### Page excerpt

◇ ◇ ◇ ◇ ◇

Source:未知|Popularity:0|release date:2020-04-21 10:18:20
While these pumps are still firmly entrenched in corrosive chemical applications and applications involving difficult to seal fluids, magnetic drive pumps are being challenged to be more efficient and have enhanced characteristics, such as dry running capabilities and corrosion resistance in the most severe conditions - all under the specter of higher material costs.
Also, more manufacturers now produce magnetic drive technology as it becomes accepted in the marketplace. These competitors are expanding their offerings - more options, sizes, and types - to match market growth and answer the evolving trends in emissions regulation and so-called green technology.
The regulation of emissions has been, and continues to be, a market driver for mag-drive pumps caused by safety statutes or simple economics. For example, a recent scrubber application for mag-drives resulted from the increased concentration of hydrofluoric acid in a scrubber system. At lower concentrations, the cost of wastewater treatment becomes burdensome, so the concentration is allowed to increase to a point where a mag-drive pump must be applied.
This general increase in the concentration of process streams, due to emission control across many industries, has greatly broadened the market for mag-drive pumps and resulted in expanded material offerings for them. For this reason, we have seen a trend towards more corrosion resistant resins and more fully fluorinated elastomer sealing elements.
Green technology is opening up markets for mag-drive pumps in some methods of producing biodiesel fuels, where mixtures of caustics and solvents create difficulties in sealing. Ethanol production also creates applications for acids used in functions such as pH trim and clean-in-place systems.
Another trend is the application of self-priming magnetic drive pumps to avoid the use of bulkhead fittings in the sides of storage tanks, which can cause of chemical spills. This type of mag-drive pump has been used in railroad and tank car unloading for many years, but smaller versions of mag-drive self priming pumps are now being applied similarly to such diverse uses as caustic pH trim in mine runoff ponds, plating tanks, and day and storage tanks at water treatment facilities.

◇ ◇ ◇ ◇ ◇

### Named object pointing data
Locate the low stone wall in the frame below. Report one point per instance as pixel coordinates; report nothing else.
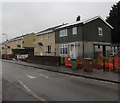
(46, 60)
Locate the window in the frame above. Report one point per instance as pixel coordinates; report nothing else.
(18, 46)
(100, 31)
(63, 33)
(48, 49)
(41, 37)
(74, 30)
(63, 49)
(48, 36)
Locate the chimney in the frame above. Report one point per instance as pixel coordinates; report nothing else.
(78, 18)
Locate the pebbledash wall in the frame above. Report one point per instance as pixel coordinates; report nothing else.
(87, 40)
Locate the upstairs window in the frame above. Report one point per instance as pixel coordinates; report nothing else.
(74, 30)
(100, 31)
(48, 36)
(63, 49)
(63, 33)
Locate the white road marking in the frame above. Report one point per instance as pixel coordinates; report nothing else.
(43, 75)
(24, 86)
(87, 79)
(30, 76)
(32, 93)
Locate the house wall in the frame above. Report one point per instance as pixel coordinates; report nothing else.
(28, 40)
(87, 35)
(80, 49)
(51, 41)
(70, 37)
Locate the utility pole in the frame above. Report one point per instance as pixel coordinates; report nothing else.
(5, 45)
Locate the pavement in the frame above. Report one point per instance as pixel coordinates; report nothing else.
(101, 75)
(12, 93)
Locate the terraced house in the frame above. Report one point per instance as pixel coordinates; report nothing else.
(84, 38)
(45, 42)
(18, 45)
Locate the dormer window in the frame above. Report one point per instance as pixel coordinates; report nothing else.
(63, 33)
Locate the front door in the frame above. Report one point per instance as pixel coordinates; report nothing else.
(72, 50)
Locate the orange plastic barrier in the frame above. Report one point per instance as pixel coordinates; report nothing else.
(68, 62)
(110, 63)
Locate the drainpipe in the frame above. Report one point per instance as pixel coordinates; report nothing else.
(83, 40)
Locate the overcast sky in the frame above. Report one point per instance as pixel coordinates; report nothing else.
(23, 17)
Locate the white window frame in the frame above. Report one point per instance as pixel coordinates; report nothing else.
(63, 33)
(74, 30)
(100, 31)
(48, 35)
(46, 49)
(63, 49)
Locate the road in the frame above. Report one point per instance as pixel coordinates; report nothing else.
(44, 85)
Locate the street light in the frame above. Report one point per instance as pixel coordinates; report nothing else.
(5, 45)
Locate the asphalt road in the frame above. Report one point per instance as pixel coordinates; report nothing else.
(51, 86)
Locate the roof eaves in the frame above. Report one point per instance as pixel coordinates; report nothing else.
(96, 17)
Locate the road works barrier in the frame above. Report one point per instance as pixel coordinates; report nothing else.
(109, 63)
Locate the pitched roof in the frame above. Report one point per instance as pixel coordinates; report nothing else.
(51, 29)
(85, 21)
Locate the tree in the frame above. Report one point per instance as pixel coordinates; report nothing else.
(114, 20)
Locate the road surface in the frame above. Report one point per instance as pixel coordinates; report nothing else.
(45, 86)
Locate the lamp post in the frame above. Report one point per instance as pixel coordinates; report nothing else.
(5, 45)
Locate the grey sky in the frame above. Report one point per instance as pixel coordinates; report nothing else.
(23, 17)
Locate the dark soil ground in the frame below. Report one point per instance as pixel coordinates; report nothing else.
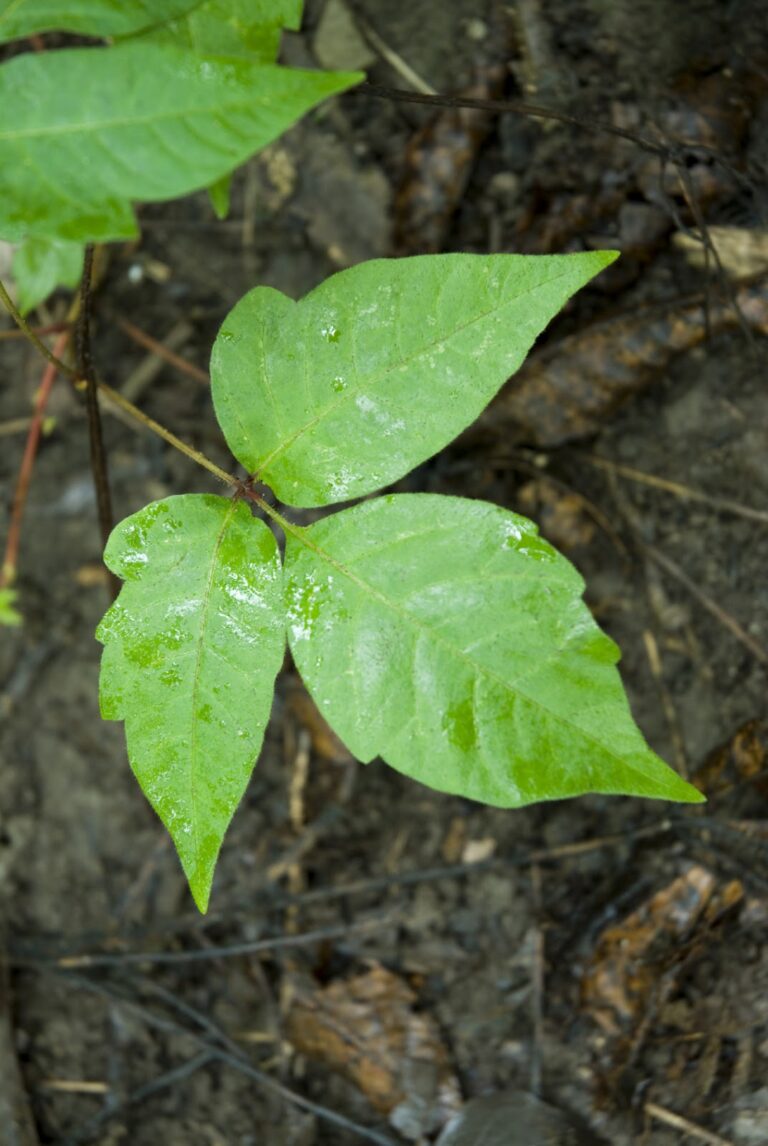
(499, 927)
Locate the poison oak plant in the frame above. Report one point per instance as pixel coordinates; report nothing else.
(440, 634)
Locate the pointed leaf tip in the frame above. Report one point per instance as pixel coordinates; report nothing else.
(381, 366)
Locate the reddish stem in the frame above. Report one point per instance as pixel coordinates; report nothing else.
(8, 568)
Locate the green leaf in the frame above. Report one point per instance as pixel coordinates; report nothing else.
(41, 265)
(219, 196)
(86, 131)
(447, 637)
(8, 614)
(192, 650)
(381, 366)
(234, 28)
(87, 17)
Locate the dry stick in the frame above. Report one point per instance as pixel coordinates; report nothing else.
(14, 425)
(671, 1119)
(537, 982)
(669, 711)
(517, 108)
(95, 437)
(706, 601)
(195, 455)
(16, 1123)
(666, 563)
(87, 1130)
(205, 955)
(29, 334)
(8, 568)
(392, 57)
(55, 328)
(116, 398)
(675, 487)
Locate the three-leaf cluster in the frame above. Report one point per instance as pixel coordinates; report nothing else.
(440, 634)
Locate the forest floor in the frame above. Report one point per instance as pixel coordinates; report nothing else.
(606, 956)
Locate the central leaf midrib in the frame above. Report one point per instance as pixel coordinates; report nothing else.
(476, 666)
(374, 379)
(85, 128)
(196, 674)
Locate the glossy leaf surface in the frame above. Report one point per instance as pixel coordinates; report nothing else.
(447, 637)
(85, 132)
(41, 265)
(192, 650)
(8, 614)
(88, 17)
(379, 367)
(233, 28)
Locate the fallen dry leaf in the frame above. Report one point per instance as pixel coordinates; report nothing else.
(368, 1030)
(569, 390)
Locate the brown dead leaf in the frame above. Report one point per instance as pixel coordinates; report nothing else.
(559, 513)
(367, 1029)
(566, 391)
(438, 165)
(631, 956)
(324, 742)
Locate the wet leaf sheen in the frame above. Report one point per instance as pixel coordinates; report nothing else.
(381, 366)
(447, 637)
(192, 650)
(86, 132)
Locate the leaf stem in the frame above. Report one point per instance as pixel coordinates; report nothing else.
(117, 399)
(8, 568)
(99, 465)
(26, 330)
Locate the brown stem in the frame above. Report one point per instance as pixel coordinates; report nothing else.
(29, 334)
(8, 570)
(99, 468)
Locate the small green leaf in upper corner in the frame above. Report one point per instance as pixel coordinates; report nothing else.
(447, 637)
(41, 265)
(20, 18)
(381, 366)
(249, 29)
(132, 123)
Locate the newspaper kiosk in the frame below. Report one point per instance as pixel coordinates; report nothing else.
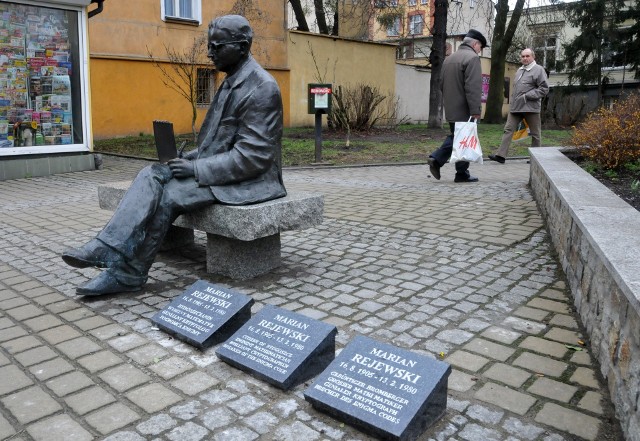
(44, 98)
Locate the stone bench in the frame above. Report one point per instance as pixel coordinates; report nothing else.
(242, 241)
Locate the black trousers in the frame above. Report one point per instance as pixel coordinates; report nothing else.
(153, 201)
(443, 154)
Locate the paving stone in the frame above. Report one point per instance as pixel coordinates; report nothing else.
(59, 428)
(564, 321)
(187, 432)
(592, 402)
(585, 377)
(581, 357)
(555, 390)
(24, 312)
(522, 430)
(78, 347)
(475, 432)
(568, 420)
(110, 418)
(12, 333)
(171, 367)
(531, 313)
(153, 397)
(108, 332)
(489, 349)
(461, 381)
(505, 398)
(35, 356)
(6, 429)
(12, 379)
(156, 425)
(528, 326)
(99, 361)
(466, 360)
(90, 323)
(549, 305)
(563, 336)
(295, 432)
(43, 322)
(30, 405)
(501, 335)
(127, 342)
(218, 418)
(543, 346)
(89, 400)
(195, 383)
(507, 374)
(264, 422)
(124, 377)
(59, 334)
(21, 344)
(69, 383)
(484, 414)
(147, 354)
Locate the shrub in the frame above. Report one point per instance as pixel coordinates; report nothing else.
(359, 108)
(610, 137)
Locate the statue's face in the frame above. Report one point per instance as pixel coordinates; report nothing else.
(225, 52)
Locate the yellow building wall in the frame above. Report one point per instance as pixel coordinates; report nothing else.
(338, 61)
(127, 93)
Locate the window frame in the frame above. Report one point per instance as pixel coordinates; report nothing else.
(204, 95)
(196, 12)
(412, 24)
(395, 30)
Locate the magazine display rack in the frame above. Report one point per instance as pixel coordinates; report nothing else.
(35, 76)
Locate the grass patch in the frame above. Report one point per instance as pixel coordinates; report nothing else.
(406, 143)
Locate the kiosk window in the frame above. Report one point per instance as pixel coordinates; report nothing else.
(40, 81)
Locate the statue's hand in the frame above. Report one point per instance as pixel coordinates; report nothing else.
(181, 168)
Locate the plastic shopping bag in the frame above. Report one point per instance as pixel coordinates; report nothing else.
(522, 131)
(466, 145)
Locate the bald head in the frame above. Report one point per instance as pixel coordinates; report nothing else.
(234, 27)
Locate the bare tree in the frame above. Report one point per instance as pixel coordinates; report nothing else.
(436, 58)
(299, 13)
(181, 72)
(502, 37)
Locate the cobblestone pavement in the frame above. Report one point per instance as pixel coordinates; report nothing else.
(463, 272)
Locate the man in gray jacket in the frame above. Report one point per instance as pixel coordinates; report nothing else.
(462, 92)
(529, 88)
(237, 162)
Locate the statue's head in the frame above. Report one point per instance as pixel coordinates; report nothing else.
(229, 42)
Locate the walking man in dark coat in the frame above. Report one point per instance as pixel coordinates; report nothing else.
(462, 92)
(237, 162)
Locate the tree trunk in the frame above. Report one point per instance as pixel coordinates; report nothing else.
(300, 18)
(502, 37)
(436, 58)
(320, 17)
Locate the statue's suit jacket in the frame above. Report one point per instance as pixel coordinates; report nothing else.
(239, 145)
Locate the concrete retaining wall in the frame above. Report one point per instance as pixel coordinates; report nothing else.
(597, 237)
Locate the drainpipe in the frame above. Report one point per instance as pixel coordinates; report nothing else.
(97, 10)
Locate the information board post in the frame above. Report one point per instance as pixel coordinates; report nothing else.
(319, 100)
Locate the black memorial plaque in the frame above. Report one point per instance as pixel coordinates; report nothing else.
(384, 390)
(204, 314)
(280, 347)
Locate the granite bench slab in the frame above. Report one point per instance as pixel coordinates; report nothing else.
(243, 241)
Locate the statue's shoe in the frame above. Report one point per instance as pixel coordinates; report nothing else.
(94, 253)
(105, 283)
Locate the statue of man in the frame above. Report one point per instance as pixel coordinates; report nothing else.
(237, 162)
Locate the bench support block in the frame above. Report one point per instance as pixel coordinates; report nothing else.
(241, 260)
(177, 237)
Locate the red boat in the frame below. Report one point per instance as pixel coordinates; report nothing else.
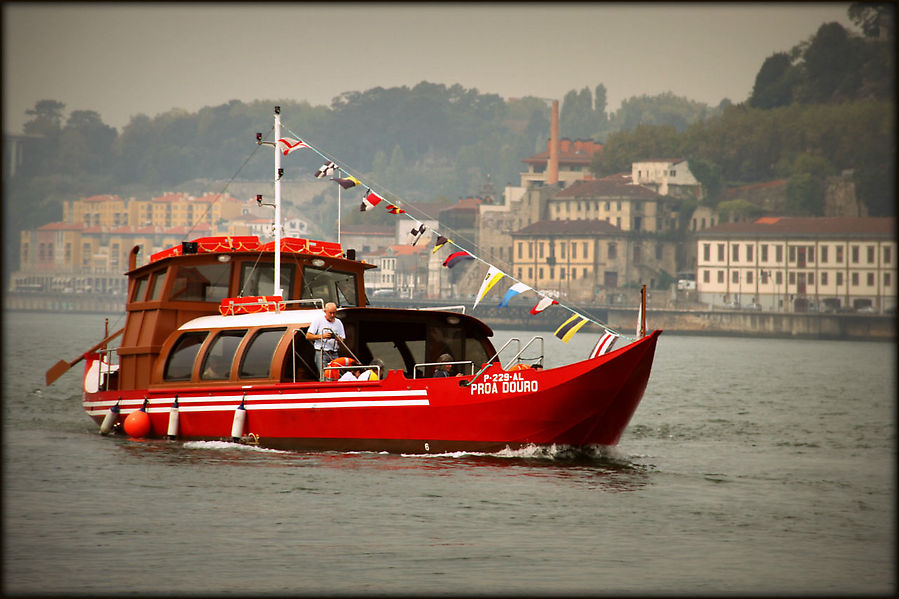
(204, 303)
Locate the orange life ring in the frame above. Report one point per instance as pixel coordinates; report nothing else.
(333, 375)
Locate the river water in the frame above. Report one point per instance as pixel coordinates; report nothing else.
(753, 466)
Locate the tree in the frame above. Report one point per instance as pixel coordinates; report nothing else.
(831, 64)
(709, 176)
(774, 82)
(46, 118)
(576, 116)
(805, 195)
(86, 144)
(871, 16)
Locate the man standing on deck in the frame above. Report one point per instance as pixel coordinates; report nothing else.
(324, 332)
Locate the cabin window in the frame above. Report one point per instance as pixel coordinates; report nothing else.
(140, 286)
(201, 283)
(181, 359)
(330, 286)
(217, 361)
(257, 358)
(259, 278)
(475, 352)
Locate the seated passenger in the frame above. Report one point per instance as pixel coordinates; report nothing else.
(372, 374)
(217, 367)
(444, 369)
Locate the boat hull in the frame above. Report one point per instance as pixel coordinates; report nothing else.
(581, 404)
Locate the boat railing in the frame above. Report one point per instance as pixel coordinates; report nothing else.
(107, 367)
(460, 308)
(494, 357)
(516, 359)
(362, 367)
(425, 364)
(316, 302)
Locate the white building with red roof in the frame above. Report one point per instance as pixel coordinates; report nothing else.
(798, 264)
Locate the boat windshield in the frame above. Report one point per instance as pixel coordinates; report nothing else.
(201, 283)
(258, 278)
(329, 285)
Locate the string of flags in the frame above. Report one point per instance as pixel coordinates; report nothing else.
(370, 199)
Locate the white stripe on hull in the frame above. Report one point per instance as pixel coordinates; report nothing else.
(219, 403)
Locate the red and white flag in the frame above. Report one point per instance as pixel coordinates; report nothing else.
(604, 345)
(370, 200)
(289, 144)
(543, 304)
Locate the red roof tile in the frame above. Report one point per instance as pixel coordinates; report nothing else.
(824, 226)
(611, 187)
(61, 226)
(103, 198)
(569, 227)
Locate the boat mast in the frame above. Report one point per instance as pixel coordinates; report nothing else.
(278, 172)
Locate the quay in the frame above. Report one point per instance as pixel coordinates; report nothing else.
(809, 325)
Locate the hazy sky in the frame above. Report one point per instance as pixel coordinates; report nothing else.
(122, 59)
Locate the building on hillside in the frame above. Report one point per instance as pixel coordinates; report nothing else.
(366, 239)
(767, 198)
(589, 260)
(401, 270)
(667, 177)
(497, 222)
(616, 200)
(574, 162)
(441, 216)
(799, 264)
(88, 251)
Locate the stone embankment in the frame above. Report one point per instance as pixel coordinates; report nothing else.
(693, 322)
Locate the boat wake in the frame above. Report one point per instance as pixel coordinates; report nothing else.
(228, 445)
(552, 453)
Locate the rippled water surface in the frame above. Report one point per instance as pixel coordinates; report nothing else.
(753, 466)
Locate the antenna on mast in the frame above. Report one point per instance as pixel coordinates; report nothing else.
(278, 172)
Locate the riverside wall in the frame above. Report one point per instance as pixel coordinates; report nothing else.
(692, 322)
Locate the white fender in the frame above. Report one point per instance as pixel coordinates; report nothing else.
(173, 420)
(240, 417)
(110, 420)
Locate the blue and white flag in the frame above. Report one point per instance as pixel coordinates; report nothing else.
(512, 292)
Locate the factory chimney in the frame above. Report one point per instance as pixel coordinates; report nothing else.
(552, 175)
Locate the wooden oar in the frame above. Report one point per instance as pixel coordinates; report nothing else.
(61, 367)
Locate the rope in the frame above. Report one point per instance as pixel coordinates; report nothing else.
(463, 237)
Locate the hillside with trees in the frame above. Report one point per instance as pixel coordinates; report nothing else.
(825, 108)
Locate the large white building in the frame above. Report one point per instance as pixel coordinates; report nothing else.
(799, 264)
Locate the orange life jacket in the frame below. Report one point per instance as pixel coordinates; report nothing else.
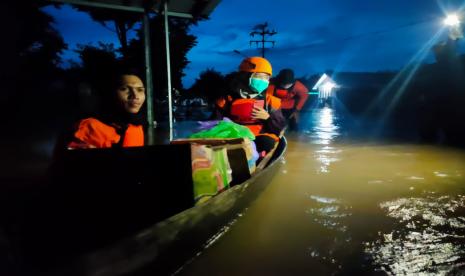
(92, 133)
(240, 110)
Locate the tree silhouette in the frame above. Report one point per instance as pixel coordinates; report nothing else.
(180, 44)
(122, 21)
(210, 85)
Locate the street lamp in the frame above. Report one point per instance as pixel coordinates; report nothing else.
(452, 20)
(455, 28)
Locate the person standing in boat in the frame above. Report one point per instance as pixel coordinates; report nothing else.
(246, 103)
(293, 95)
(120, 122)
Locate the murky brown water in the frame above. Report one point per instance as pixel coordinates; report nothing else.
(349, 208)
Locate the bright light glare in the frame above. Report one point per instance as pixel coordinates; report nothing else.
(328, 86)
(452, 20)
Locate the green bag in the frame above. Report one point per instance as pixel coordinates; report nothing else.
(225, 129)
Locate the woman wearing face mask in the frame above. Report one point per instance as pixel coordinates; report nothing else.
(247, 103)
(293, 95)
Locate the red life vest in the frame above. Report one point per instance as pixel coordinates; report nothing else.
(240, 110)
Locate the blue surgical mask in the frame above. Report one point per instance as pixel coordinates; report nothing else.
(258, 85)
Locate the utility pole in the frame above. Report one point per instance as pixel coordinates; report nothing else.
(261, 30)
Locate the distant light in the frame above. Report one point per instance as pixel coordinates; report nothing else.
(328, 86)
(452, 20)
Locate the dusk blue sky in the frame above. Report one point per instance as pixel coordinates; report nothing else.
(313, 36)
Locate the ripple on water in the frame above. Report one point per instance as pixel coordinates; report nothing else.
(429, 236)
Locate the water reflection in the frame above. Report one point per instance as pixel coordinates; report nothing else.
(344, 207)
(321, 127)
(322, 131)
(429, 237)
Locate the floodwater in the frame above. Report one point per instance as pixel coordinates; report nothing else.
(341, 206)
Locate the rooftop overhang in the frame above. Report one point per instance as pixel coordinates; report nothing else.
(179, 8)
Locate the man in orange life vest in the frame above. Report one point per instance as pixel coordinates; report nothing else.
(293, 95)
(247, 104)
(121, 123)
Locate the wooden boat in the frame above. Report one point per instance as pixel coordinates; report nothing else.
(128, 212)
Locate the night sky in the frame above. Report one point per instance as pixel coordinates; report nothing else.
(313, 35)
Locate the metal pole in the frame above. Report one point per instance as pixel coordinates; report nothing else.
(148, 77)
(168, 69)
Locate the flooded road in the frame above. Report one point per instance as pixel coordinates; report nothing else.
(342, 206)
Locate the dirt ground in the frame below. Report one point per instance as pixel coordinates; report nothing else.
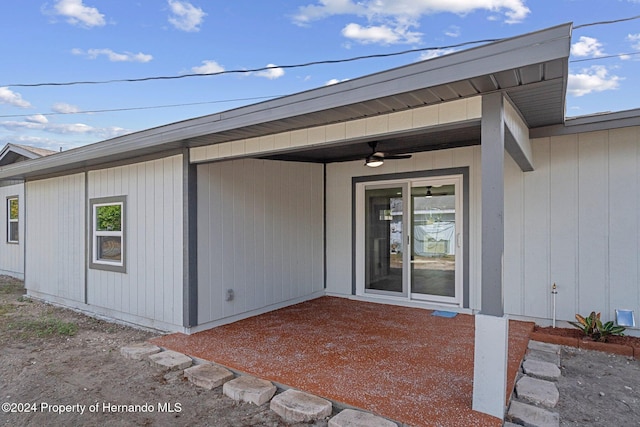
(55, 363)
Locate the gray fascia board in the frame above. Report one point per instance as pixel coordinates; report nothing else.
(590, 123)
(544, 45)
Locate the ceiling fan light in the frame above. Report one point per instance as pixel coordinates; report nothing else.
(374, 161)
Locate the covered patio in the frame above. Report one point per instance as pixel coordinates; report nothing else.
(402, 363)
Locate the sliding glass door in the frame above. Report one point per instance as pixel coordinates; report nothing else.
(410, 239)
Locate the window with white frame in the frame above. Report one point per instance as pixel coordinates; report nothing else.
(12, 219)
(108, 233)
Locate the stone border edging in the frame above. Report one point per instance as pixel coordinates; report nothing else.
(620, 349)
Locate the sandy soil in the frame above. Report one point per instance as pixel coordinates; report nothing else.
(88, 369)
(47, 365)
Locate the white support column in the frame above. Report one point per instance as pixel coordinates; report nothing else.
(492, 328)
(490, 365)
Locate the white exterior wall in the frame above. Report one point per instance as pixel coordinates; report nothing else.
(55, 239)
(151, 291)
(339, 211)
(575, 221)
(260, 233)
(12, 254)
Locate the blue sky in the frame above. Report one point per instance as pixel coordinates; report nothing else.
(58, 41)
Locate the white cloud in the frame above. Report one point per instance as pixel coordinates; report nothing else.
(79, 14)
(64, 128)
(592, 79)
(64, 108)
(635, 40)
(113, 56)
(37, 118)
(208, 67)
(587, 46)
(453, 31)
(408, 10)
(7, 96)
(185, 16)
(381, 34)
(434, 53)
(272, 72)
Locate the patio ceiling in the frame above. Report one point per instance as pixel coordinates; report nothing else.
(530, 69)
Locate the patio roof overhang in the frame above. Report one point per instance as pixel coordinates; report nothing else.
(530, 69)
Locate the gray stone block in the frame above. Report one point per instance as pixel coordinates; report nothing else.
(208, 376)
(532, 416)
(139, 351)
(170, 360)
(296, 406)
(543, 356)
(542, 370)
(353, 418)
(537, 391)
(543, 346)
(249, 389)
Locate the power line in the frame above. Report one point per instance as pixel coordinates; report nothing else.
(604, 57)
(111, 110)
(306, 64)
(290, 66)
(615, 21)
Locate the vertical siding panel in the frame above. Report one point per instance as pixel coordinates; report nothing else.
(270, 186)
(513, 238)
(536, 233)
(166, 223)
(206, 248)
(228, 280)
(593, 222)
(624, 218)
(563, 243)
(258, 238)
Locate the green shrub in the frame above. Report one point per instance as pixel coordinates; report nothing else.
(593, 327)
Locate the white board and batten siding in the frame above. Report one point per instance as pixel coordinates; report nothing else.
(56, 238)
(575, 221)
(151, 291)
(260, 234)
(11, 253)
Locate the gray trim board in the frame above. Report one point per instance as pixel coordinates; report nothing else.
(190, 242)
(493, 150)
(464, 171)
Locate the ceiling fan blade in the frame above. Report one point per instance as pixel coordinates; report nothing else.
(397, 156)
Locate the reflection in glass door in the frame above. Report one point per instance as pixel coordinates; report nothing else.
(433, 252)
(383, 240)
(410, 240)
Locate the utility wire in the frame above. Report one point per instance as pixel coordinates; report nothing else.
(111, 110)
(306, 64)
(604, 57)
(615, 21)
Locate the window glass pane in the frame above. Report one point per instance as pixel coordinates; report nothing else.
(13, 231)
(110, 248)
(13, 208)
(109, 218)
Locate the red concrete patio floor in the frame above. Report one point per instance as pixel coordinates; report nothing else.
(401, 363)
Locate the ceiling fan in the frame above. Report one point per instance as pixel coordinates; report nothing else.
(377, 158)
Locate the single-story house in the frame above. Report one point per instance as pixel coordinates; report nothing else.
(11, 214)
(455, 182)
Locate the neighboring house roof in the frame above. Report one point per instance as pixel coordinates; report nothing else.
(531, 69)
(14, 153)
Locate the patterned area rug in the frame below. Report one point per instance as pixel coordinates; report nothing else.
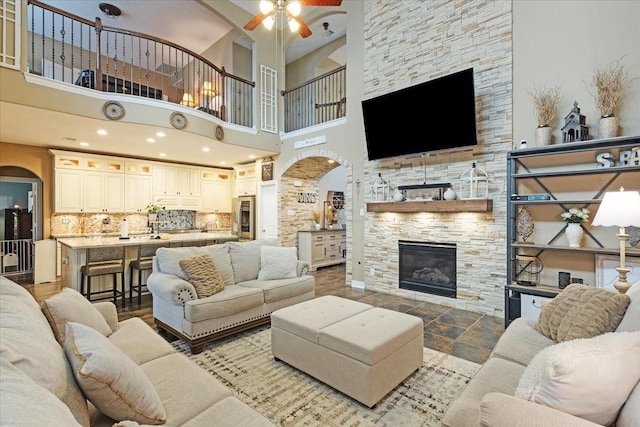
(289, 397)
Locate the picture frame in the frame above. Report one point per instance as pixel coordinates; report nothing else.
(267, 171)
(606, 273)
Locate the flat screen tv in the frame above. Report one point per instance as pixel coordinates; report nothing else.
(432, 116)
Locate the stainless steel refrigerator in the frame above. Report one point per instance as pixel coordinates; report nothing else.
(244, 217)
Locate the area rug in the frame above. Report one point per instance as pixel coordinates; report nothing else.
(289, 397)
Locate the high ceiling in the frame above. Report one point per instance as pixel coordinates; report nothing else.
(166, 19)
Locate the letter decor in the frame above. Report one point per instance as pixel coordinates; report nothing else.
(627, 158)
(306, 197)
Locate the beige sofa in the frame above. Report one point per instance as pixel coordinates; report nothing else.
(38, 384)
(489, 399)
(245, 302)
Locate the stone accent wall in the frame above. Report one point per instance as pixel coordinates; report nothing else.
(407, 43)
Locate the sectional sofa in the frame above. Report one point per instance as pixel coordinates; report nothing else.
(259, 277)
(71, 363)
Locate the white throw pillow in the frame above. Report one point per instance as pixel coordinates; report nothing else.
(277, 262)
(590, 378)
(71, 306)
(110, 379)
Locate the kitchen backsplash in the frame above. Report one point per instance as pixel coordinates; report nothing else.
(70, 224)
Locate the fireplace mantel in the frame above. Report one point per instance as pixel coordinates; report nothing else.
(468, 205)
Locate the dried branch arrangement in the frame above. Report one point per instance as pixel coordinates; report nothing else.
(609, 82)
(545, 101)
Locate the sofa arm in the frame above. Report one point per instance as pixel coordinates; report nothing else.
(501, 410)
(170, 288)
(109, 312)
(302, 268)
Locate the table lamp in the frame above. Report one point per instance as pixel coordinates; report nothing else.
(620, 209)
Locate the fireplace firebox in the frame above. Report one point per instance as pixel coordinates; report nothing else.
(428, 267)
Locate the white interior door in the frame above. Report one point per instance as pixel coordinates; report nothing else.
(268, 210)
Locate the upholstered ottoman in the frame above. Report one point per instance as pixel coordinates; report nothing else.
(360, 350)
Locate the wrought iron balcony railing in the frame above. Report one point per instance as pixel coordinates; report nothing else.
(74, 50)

◇ ◇ ◇ ◇ ◇

How would you restate the paragraph beginning "The regulation of emissions" in the page excerpt above more briefly, keeping its main facts?

### Task answer
Emissions regulation, whether through safety statutes or simple economics, remains a market driver for mag-drive pumps. In one recent scrubber application, the hydrofluoric acid concentration was increased. At lower concentrations, wastewater treatment costs become burdensome, so the concentration is allowed to rise to a point where a mag-drive pump must be used.